§ What you should do: Write out every line below that contains "door".

§ Provided entries:

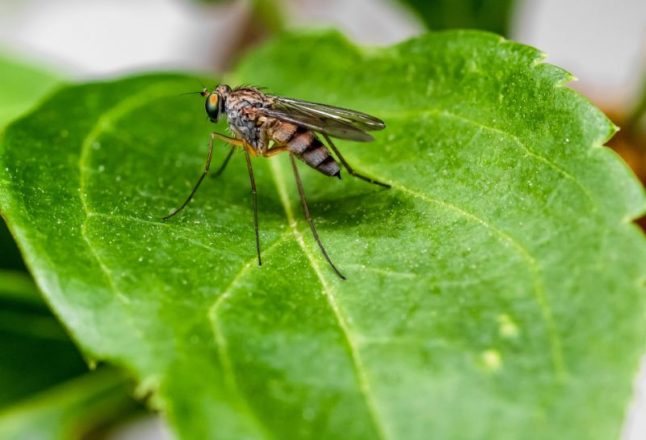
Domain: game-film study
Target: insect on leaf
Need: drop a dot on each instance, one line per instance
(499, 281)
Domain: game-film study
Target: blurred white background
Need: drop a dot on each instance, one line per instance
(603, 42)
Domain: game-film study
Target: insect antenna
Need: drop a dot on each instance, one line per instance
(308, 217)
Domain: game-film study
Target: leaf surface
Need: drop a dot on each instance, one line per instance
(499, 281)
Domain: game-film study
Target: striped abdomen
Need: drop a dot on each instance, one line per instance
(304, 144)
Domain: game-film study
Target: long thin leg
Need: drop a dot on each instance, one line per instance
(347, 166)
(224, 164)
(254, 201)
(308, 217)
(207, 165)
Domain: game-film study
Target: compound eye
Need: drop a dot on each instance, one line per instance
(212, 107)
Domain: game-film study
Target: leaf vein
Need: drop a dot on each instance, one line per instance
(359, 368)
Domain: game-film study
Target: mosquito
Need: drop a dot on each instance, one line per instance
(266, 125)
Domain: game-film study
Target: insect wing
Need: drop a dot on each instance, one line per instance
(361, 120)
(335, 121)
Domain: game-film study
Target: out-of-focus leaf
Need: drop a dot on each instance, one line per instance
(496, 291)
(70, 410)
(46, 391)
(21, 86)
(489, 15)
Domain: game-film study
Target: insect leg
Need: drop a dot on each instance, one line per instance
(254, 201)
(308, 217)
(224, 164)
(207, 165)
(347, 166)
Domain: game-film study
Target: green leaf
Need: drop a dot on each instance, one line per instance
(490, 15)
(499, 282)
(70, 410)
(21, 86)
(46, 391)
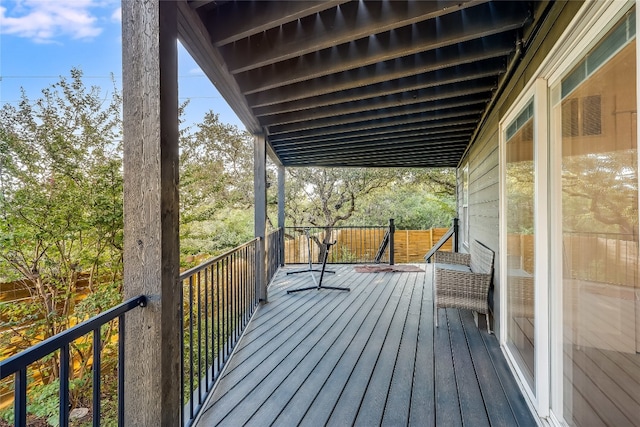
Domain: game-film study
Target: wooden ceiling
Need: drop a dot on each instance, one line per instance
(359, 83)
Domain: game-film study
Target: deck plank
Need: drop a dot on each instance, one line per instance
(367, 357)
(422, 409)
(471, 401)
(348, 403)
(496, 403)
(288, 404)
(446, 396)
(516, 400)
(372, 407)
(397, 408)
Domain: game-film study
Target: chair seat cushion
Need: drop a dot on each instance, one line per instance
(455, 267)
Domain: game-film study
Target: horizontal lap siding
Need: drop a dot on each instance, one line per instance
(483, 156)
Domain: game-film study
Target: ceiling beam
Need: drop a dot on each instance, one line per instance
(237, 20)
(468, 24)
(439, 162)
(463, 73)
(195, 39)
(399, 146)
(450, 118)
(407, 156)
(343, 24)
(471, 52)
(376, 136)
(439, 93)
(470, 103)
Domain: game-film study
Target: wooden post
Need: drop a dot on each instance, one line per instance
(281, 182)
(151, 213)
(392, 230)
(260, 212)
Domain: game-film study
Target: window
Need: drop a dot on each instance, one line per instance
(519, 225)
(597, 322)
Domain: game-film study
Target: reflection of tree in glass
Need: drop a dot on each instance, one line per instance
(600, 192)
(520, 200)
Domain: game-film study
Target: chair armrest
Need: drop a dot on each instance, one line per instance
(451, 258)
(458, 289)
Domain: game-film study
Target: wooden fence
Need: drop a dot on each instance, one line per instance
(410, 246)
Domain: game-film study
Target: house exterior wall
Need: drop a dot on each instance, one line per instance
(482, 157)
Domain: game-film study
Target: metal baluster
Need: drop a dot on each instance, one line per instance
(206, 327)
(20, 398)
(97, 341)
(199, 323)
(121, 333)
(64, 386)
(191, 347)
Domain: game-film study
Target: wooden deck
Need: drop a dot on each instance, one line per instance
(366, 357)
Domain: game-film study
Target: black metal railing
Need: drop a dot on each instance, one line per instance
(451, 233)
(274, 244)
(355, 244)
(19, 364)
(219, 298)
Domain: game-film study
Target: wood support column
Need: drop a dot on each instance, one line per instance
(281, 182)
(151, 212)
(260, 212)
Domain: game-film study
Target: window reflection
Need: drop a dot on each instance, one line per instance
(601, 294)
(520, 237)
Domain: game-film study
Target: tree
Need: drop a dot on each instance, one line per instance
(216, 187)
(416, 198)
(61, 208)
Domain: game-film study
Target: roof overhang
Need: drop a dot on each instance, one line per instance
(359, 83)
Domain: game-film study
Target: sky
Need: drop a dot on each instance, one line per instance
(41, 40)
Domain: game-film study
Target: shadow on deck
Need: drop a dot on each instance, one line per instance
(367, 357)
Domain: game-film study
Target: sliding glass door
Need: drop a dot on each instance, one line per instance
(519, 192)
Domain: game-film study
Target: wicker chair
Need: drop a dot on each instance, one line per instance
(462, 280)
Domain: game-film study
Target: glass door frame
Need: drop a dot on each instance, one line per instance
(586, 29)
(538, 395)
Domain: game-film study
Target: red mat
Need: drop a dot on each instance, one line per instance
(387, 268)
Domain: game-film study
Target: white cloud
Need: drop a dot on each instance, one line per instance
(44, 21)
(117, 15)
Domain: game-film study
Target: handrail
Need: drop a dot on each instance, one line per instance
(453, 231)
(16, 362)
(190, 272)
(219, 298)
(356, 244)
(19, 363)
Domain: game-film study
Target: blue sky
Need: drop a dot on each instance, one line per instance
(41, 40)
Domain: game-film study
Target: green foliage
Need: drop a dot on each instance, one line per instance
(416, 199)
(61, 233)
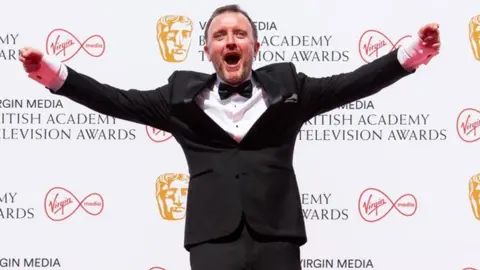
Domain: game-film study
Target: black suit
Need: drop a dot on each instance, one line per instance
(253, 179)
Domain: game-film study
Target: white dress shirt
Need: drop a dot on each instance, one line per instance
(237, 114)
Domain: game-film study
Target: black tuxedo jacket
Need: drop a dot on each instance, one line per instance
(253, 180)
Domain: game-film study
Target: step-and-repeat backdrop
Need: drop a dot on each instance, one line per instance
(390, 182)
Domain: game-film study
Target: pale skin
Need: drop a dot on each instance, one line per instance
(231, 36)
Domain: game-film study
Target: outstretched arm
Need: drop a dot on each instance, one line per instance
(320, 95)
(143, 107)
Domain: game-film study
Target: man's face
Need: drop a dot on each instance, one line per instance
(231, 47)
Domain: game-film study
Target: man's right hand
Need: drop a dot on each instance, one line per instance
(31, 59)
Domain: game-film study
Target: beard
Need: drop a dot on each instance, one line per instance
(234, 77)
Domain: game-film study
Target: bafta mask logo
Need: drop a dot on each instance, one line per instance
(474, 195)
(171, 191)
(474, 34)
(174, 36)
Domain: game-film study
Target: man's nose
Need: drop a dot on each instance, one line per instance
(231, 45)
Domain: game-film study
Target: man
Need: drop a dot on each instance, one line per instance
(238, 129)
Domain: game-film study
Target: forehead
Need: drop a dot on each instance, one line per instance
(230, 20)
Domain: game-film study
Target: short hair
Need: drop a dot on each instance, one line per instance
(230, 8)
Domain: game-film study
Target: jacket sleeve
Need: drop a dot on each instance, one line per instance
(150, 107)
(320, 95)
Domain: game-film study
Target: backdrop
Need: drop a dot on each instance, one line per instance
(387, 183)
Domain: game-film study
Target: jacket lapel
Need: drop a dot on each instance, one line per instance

§ Answer for this exercise:
Target: sliding glass door
Target: glass door frame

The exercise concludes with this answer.